Records from a point labeling set
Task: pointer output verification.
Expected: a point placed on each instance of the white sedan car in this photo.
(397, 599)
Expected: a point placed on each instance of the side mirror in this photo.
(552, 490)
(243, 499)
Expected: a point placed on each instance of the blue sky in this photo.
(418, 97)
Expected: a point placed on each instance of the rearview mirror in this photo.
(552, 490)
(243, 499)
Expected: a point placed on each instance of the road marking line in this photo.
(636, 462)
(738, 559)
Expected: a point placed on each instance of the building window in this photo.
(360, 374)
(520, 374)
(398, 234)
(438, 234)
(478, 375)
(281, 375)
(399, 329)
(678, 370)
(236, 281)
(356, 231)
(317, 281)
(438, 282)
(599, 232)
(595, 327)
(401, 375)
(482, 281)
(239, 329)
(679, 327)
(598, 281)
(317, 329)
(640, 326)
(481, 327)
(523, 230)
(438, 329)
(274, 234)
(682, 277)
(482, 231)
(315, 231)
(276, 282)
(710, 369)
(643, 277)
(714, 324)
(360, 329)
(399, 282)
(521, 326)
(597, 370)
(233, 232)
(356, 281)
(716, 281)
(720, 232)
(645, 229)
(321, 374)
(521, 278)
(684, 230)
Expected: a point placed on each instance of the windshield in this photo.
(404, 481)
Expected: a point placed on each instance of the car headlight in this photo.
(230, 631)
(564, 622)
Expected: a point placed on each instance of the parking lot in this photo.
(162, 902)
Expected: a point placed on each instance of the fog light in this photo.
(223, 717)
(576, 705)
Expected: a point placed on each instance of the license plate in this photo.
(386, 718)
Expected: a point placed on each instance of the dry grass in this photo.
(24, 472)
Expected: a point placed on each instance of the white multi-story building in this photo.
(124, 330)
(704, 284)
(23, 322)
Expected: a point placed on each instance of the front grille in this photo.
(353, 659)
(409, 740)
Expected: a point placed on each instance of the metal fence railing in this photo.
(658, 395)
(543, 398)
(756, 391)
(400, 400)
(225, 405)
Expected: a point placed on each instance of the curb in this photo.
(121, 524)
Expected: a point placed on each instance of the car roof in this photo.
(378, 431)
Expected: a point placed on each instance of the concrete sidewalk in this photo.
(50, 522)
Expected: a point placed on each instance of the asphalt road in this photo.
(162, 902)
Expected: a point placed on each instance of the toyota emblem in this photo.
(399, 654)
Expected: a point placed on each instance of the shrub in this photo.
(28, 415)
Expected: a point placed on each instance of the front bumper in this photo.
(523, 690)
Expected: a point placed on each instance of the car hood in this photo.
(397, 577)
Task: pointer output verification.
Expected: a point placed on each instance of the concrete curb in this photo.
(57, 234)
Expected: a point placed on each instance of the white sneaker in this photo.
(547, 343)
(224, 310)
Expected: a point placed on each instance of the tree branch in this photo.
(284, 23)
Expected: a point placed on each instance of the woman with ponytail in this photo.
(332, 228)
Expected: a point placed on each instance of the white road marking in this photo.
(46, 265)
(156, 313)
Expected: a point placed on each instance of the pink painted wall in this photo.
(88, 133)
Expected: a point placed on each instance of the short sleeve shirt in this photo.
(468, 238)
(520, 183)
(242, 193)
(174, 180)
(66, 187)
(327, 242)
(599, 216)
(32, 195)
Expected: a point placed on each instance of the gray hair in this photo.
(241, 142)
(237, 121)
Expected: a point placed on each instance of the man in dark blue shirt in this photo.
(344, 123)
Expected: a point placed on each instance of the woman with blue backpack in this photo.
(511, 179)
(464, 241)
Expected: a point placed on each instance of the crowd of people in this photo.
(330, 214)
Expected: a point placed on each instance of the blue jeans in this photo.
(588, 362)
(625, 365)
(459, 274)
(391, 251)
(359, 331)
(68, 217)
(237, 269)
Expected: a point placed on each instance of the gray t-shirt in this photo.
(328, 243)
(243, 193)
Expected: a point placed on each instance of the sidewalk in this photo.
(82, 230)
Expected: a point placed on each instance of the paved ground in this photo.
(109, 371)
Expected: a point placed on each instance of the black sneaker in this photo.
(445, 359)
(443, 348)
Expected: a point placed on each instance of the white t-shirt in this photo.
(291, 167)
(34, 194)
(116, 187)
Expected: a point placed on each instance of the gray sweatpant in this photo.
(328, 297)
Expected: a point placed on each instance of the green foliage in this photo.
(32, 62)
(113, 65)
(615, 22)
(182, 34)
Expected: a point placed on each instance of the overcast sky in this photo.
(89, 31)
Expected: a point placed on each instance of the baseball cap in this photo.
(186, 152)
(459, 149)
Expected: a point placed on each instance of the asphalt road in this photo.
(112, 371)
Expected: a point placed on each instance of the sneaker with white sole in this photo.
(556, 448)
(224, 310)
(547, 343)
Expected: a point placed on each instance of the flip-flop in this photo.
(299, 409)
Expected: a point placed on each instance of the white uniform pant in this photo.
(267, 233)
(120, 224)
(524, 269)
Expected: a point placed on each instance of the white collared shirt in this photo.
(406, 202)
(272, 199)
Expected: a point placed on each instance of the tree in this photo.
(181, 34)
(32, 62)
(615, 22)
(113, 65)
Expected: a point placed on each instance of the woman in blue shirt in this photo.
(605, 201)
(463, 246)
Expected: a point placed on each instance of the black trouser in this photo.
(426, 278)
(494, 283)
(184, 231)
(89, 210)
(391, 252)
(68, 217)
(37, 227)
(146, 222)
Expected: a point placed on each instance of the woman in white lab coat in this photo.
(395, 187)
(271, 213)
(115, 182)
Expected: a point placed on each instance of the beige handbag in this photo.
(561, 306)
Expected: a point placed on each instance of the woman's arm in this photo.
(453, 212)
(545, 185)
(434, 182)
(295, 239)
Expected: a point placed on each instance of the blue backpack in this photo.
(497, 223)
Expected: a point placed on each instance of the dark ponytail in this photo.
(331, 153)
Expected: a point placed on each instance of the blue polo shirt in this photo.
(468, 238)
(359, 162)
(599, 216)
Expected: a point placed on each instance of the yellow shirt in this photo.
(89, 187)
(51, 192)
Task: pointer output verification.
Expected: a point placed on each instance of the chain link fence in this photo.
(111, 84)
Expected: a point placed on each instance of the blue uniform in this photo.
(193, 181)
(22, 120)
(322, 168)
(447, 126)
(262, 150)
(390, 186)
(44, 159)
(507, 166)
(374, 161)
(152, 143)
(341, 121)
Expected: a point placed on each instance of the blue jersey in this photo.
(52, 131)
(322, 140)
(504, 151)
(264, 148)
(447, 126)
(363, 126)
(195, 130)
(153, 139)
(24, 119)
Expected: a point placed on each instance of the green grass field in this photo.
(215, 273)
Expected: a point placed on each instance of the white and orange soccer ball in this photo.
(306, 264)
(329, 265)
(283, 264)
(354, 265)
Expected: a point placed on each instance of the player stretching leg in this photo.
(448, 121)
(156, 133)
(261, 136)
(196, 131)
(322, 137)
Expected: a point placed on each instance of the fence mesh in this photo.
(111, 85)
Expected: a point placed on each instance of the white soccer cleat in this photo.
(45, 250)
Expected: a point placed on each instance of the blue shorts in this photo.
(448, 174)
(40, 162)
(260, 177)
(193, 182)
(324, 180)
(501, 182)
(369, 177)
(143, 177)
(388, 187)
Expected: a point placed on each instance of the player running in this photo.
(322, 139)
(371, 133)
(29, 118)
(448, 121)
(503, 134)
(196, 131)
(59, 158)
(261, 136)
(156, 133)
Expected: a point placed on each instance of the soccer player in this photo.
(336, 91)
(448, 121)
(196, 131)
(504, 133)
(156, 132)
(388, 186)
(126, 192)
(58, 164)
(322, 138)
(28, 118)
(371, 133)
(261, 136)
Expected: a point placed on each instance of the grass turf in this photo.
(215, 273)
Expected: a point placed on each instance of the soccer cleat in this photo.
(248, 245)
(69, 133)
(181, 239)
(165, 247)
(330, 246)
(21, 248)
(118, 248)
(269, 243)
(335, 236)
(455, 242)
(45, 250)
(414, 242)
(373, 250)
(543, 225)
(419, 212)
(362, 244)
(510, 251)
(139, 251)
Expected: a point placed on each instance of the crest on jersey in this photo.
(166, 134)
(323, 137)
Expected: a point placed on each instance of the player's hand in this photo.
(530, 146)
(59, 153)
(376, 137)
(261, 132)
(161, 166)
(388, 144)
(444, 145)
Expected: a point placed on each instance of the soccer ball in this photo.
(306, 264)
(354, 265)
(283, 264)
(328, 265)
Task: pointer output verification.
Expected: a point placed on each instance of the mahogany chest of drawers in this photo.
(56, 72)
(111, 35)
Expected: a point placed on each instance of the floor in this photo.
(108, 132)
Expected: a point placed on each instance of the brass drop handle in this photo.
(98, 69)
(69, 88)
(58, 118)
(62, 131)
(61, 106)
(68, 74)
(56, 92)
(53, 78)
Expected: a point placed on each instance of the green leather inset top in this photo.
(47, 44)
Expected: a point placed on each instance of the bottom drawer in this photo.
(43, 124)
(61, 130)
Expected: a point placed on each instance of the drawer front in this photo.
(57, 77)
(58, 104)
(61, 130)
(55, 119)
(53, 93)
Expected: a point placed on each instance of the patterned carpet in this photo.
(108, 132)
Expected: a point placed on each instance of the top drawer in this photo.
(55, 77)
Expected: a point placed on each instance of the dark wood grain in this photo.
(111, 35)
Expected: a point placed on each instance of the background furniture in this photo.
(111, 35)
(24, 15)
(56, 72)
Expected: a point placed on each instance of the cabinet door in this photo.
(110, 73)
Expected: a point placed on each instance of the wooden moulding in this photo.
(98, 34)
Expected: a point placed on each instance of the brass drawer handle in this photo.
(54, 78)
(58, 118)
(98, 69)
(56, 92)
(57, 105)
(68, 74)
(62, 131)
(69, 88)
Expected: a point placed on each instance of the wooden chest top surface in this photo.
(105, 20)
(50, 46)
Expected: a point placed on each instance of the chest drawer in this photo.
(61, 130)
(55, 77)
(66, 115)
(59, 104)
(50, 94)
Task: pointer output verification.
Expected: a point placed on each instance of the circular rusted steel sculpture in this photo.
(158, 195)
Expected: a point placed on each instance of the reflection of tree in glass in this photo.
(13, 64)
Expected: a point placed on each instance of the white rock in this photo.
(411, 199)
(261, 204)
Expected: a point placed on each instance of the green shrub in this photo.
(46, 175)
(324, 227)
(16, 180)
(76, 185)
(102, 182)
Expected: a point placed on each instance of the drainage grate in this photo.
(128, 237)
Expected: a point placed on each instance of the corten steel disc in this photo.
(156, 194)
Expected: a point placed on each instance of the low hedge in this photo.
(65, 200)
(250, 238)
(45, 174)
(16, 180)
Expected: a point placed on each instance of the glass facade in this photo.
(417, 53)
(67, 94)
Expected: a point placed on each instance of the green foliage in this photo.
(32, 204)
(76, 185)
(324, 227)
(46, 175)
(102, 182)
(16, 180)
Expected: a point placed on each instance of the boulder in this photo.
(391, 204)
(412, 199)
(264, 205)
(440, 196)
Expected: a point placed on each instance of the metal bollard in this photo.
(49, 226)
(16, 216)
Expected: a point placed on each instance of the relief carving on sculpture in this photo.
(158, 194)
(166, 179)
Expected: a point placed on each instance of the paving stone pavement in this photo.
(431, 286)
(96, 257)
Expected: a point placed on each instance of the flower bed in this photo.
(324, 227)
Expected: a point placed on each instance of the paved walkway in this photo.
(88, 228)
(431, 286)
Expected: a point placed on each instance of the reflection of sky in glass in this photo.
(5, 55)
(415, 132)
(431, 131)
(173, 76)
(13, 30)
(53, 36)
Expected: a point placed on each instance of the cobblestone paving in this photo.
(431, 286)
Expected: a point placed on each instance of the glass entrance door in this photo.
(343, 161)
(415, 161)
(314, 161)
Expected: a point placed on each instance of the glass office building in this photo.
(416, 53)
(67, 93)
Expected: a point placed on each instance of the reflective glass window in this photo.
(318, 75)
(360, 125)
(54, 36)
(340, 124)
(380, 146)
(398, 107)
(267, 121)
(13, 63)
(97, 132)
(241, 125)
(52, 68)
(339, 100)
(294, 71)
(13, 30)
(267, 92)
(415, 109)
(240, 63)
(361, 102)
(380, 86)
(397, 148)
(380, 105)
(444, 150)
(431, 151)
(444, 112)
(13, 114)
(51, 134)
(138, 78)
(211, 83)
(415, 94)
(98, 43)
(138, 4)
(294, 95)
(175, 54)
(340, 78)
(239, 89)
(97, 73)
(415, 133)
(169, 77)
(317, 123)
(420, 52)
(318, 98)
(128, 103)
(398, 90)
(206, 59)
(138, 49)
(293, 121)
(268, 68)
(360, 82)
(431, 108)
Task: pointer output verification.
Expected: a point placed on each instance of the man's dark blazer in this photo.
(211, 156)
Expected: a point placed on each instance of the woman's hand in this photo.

What is expected: Repeat exactly, and only, the lines from the one containing "Expected: a point placed on each instance of the corten" through the end of the material.

Result below:
Expected: a point placed on each instance of the corten steel disc in this photo.
(156, 194)
Expected: a point placed on each instance of the low hedge in this photo.
(65, 200)
(250, 238)
(45, 174)
(16, 180)
Expected: a point placed on each instance of the glass facade in this photo.
(417, 53)
(67, 94)
Expected: a point placed on each instance of the green foliage in this photo.
(32, 204)
(76, 185)
(324, 227)
(46, 175)
(102, 182)
(16, 180)
Expected: a point placed on each instance of the boulder in this photo.
(391, 204)
(412, 199)
(264, 205)
(440, 196)
Expected: a point placed on each instance of the metal bollard in this photo.
(49, 226)
(16, 216)
Expected: a point placed on each instance of the relief carving on sculpture in this photo.
(158, 194)
(166, 179)
Expected: a point placed on each instance of the paving stone pavement in this photo.
(431, 286)
(96, 257)
Expected: a point placed on each instance of the flower bed in this photo.
(324, 227)
Expected: a point placed on each instance of the paved walkway in this photo.
(88, 228)
(431, 286)
Expected: a point placed on each instance of the reflection of sky in glass in this photo.
(5, 55)
(415, 132)
(431, 131)
(173, 76)
(13, 30)
(53, 36)
Expected: a point placed on each instance of the cobblestone paving in this photo.
(431, 286)
Expected: a point placed on each instance of the glass entrance door in this photo.
(343, 161)
(415, 161)
(314, 161)
Expected: a point placed on each instance of the glass office building in this photo.
(416, 53)
(67, 93)
Expected: a point placed on each instance of the reflective glass window in this photo.
(318, 75)
(360, 125)
(54, 36)
(340, 124)
(380, 146)
(398, 107)
(267, 121)
(13, 63)
(97, 132)
(241, 125)
(52, 68)
(339, 100)
(294, 71)
(13, 30)
(267, 92)
(415, 109)
(240, 63)
(361, 102)
(380, 86)
(397, 148)
(380, 105)
(444, 150)
(431, 151)
(444, 112)
(13, 114)
(51, 134)
(138, 78)
(211, 83)
(415, 94)
(98, 43)
(138, 4)
(294, 95)
(175, 54)
(340, 78)
(239, 89)
(97, 73)
(415, 133)
(169, 77)
(317, 123)
(420, 52)
(318, 98)
(128, 103)
(398, 90)
(206, 59)
(138, 49)
(293, 121)
(268, 68)
(360, 82)
(431, 108)
Task: pointer output verification.
Expected: a point placed on each instance of the man's dark blazer in this photo.
(211, 156)
Expected: a point placed on each instance of the woman's hand in this photo.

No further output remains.